• **Task to carry out**
Rewrite the listing below with "blurred" changed to "out-of-focus" and every other part left as it is. Omit the pictures from your answer.

• **Dataset rows**
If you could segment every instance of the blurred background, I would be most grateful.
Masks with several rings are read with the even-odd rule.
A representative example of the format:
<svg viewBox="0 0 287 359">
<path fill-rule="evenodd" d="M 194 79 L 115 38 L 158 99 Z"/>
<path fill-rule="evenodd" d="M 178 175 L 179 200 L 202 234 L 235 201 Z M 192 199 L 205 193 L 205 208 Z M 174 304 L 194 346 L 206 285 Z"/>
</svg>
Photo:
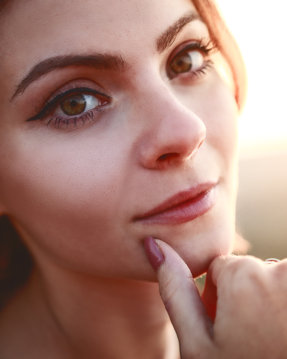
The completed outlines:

• **Result of this task**
If you could segment every instance of the out-of-focus background, I would be most grateful.
Masks with several rings are read with the even-odd rule.
A representative example of the format:
<svg viewBox="0 0 287 359">
<path fill-rule="evenodd" d="M 194 79 L 115 38 L 158 99 Z"/>
<path fill-rule="evenodd" d="M 178 175 L 179 200 L 202 234 L 235 201 Z M 192 199 L 205 193 L 205 208 Z M 174 304 L 194 346 L 206 285 Z"/>
</svg>
Photo:
The completed outlines:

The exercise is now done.